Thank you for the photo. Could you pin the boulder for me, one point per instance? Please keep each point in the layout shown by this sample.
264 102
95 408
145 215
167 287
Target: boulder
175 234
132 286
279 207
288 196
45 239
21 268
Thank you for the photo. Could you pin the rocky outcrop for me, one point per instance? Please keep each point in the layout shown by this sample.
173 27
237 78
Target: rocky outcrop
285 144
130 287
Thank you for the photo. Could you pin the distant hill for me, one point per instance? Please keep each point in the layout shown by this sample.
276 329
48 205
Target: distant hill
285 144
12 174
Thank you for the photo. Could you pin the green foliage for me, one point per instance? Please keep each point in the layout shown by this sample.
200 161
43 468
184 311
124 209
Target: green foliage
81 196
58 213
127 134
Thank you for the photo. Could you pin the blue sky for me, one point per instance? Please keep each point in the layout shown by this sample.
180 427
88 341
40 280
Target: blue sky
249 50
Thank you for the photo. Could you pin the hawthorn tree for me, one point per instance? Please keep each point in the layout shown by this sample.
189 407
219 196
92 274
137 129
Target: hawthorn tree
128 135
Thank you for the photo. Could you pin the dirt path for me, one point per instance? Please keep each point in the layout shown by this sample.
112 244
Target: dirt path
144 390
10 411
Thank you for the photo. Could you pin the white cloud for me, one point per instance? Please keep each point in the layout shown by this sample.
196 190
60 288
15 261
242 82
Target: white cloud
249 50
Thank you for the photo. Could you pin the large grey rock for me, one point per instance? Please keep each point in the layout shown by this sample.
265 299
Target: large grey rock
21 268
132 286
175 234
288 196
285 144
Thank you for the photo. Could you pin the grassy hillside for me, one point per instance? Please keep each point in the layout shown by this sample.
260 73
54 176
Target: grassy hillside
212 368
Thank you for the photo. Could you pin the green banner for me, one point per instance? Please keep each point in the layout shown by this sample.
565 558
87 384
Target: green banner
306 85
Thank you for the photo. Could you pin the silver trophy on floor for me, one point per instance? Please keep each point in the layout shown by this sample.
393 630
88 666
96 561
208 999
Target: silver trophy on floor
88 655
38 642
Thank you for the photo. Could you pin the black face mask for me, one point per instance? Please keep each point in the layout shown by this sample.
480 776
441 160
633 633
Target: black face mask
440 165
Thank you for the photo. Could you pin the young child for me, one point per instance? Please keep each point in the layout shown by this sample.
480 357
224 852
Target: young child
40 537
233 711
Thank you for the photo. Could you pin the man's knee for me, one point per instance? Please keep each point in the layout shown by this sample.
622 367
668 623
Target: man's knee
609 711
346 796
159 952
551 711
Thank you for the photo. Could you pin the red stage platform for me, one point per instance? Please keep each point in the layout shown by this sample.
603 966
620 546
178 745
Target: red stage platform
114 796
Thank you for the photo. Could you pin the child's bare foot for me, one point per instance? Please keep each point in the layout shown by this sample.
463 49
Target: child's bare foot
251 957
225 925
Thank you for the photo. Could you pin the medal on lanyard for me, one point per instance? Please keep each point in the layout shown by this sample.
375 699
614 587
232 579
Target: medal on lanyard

* * * * * * *

Aim:
Rewrite all the records above with every "Target" changed to "Object", keeping everything else the same.

Right answer:
Thank you for the photo. Could you pin the boulder for me, one point per instance? Please keep each point in the layout shown by this sample.
264 102
95 408
145 215
167 287
Object: boulder
175 234
132 286
279 207
288 196
45 239
21 268
Thank you for the photo. Could you pin the rocky outcrop for me, one point per instance? Please keep each point in the layout shown by this sample.
173 27
237 78
Object: rocky outcrop
285 144
130 287
Thank you for the photo. Could you pin the distant hill for me, one point per instance? Please keep each point in the layout shown by this sample.
276 329
48 205
Object: distant hill
285 144
12 174
Thank you for the photo. Could you pin the green foliage for me, one point per instance? Please keep each point in the layout shown by this sample.
200 161
43 468
184 311
124 209
Object: green foliage
81 196
58 213
127 134
Thank you for the photo. Could you pin the blue sky for me, one point per instance? Please keep each point in the layout shown by this sample.
180 427
88 341
40 280
Object: blue sky
249 50
Thank you for the photo. Could you pin the hawthorn tree for me, one point per instance? Please keep each point in the layout shown by this sample.
189 407
219 196
92 274
137 129
Object: hawthorn tree
128 135
Thank you for the photo. Could you pin the dirt path for me, one point per instance? Please keep each point in the layout shown by this sample.
112 244
Object: dirt path
144 390
10 411
Thank you for the photo. Could you pin the white cloud for me, one point per instance? Please keep each point in the layout shown by this sample.
196 190
60 288
15 261
242 82
Object: white cloud
249 50
Thank you for the photo. Could you pin the large grey rock for me, one point per instance? Please keep each point in the layout shown by this sample.
265 299
Object: large grey rock
21 268
132 286
175 234
288 196
285 144
Thank you for the photo. Could you pin the grassy hillside for me, one point per instance? Please keep each point in the layout shown by this sample.
260 73
54 176
Object: grassy hillside
212 368
Thank you for the photo. Could you pin the green banner for me, one point per instance? Please keep each point in the layout shown by this sample.
565 558
87 384
Object: green banner
306 85
Thank you for the photo. Could you pin the silver trophy on floor for me, one point per instance? Please keep each point in the layout shown by this sample.
393 630
88 666
96 561
208 999
Object: silver trophy on floor
88 655
38 642
Thank you for the photo. Could you pin the black face mask for me, one point per instance? Please keep each point in the layout shown by this sample.
480 776
441 160
633 633
Object: black face mask
440 165
Thank you for the photo. Could you pin the young child for me, one point per instance? Please keep each point in the layout shown by this sample.
480 357
224 852
Object: young child
40 537
233 711
Thank you for the photo. Could you pin the man's knee for me, one point per instance? Please keep each point in the layout shown by this sample.
622 367
668 623
Object: man's knee
609 711
346 796
159 952
551 711
Thank you for the photo. Could you pin the red stage platform for me, one point per instance? Please keep each point in the layout shown by this sample.
603 966
620 546
178 745
Object: red stage platform
114 796
Thank you for the photo. Could you pin the child's bare foot for me, one point per instance? Please keep each point in the layout shown by this sample.
463 49
Object: child's bare foot
251 957
225 925
Thank you for the photo. Could you pin the medal on lanyard for me, one point per instance? Please keep each point in the layout shown by this sample.
375 699
614 587
232 579
Object: medal on lanyard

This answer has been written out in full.